▶ **Task details**
Repeat the following excerpt on the Census Bureau's 2020 Census outreach word for word, in full.

[Opening Excerpt section]

Census staff requests additional support
The Census Bureau field staff, as a result of those focus groups and pre-testing results, requested additional support in the form of an advertising campaign “to overcome mistrust” and an “immigration statement to appear on the materials” when the 2020 Census begins.
Both participants in the focus groups and the staff who facilitated them suggested a message like, “Your information will not be shared with anyone, including other government agencies” be used.
However, the Census Bureau noted that it has “used similar statements in the past, but using such a statement now is problematic.”
It’s unclear if Ross or his staff was aware of the Census Bureau’s memo or the November presentation to its census advisory committee. The Census Bureau referred ABC News to the Commerce Department, which did not address whether that information, which is publicly available on the Census Bureau’s website, was seen.
However, a spokesperson for the department noted “Secretary Ross found that the need for accurate citizenship data and the limited burden that the reinstatement of the citizenship question would impose outweigh fears about a potentially lower response rate.”
The spokesperson also noted there would be a “robust marketing and outreach effort” in “many different languages” for the 2020 Census. The department plans to spend $480 million on marketing and advertising, up from $376 million for the 2010 census.

[Closing Excerpt section]
[Opening Provided records section]

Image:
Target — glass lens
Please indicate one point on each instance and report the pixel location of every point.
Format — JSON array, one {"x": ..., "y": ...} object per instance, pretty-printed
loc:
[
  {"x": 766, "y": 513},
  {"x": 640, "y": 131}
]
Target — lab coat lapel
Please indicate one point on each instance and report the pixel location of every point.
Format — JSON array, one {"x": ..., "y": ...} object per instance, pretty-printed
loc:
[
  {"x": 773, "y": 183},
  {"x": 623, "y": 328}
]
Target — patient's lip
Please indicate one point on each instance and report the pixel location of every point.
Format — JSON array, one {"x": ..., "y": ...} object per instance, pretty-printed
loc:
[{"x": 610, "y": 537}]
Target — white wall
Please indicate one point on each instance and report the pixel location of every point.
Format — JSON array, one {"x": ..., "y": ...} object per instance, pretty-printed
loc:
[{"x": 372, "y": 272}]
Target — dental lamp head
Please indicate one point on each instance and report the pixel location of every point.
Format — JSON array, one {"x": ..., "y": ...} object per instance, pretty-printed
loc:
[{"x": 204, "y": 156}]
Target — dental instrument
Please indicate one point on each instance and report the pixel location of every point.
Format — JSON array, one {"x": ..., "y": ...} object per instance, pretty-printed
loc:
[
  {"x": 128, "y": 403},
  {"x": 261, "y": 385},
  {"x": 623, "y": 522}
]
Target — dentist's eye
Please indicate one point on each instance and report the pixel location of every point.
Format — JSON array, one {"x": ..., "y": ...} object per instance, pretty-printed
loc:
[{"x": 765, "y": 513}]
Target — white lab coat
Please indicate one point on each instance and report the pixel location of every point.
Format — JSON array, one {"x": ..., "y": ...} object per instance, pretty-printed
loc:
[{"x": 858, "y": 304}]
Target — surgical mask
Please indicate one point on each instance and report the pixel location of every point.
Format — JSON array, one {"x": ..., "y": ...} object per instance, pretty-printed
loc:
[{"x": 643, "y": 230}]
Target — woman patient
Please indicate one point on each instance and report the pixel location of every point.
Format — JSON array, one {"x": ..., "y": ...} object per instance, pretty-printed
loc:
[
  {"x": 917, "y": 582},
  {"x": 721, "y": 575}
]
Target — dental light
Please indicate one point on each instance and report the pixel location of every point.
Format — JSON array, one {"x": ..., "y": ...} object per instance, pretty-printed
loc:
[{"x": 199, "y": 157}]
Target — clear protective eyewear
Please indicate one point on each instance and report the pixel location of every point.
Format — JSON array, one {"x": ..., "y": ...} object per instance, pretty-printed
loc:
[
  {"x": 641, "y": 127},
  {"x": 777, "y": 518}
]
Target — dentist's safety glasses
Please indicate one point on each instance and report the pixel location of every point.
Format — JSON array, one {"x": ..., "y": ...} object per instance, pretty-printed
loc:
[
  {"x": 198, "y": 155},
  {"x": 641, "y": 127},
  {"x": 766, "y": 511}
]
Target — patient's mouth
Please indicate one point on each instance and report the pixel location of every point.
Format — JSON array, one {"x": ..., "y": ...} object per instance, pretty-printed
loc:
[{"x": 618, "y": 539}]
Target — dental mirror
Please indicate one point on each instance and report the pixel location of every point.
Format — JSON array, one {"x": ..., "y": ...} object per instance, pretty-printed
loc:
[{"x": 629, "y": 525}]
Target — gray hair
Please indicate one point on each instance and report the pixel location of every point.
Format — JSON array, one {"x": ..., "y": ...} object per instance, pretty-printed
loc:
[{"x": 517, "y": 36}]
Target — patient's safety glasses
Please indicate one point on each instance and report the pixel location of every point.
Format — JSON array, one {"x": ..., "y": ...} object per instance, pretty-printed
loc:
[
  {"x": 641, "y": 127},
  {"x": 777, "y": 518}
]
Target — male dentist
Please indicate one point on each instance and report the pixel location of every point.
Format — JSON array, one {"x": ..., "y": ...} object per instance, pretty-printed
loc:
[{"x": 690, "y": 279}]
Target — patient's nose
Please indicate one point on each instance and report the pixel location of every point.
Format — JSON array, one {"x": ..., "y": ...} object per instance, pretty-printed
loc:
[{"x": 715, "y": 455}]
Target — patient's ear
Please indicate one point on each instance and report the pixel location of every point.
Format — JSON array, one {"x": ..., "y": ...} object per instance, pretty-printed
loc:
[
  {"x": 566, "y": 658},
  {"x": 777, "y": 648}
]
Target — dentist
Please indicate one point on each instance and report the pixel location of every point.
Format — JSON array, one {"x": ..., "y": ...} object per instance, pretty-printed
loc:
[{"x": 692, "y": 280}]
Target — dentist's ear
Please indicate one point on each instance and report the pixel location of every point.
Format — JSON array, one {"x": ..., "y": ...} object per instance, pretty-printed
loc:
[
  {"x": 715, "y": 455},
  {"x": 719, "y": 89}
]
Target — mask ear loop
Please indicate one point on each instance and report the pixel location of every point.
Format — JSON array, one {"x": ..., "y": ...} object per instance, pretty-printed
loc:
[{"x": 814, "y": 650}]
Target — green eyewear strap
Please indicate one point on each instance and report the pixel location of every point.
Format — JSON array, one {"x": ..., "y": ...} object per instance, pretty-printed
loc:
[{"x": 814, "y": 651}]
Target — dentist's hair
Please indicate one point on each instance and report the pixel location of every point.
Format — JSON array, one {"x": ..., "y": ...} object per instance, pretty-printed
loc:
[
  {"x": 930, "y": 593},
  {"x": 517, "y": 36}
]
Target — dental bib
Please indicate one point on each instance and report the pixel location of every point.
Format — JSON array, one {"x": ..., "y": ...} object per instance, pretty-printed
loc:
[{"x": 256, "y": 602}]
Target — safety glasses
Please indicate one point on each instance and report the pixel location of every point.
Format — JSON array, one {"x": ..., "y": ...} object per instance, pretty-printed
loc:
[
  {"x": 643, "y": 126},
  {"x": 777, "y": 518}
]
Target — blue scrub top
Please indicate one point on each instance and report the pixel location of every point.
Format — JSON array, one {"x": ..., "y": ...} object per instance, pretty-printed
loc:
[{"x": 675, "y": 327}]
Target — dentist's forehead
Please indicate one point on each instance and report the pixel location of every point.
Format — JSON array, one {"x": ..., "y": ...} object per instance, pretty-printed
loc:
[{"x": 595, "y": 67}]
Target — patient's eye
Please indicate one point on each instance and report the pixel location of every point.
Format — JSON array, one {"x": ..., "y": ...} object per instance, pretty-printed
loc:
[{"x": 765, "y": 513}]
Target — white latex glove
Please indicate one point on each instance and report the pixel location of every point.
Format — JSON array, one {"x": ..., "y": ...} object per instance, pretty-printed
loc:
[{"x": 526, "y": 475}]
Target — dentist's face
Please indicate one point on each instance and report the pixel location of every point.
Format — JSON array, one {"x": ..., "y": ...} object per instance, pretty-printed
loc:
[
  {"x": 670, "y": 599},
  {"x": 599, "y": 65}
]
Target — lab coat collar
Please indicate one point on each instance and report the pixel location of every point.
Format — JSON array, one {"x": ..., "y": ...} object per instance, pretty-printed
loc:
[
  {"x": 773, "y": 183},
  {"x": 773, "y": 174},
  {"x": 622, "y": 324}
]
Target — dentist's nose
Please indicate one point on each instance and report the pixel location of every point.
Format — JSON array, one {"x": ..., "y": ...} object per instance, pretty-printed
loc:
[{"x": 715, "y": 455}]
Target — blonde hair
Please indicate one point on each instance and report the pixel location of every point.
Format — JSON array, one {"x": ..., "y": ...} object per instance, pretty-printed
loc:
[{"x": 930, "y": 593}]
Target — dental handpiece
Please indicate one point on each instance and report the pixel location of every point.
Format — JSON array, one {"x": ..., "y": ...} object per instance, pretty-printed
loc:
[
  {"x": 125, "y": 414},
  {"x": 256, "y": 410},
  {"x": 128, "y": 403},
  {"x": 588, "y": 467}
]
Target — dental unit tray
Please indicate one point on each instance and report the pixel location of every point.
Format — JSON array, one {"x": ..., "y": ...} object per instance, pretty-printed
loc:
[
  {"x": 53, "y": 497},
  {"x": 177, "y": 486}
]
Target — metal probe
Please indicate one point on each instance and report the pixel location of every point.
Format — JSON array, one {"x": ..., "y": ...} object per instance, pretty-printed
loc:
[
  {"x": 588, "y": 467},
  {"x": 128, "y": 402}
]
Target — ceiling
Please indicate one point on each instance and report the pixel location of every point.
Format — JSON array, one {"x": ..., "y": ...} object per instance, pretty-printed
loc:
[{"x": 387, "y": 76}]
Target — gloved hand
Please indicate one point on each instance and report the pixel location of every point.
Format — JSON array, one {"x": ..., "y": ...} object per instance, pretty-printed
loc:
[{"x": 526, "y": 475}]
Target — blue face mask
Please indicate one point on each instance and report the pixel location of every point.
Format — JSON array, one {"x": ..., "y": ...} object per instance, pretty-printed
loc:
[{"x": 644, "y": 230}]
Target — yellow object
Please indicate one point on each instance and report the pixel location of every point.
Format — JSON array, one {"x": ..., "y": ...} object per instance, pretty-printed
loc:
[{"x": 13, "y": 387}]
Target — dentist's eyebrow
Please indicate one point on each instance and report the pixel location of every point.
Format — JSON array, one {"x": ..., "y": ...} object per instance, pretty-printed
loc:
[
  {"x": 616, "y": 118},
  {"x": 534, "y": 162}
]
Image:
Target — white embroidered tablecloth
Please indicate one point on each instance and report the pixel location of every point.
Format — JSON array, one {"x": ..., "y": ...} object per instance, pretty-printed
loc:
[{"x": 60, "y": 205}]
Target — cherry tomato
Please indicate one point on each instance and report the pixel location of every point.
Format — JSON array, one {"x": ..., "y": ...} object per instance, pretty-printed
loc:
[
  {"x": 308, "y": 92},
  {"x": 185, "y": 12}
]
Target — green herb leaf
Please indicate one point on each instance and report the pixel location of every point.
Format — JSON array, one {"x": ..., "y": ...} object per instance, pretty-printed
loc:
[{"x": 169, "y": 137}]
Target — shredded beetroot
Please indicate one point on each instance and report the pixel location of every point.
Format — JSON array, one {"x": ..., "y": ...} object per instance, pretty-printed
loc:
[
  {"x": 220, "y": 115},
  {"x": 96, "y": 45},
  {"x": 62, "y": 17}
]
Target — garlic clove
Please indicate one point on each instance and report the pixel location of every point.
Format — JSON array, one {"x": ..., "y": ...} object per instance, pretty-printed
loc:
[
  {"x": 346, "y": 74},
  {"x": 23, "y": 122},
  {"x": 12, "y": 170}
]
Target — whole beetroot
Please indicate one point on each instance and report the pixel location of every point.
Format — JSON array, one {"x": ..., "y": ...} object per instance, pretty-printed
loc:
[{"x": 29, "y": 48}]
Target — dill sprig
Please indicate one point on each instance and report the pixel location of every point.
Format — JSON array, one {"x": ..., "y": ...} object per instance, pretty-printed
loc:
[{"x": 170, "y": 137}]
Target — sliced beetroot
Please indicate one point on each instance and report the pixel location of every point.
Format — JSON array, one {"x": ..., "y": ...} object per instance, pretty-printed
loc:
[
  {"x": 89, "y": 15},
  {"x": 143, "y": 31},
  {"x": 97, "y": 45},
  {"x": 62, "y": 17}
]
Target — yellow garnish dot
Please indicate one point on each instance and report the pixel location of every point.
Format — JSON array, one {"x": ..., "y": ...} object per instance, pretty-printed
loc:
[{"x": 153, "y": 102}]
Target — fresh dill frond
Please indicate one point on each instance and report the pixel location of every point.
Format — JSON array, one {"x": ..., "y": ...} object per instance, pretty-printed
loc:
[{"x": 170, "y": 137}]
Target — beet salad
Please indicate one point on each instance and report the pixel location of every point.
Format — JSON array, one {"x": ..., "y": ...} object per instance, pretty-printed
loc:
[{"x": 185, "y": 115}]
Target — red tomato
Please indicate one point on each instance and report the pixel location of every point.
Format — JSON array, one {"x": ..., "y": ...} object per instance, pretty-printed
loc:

[Closing Provided records section]

▶ **Solved problem**
Census staff requests additional support
The Census Bureau field staff, as a result of those focus groups and pre-testing results, requested additional support in the form of an advertising campaign “to overcome mistrust” and an “immigration statement to appear on the materials” when the 2020 Census begins.
Both participants in the focus groups and the staff who facilitated them suggested a message like, “Your information will not be shared with anyone, including other government agencies” be used.
However, the Census Bureau noted that it has “used similar statements in the past, but using such a statement now is problematic.”
It’s unclear if Ross or his staff was aware of the Census Bureau’s memo or the November presentation to its census advisory committee. The Census Bureau referred ABC News to the Commerce Department, which did not address whether that information, which is publicly available on the Census Bureau’s website, was seen.
However, a spokesperson for the department noted “Secretary Ross found that the need for accurate citizenship data and the limited burden that the reinstatement of the citizenship question would impose outweigh fears about a potentially lower response rate.”
The spokesperson also noted there would be a “robust marketing and outreach effort” in “many different languages” for the 2020 Census. The department plans to spend $480 million on marketing and advertising, up from $376 million for the 2010 census.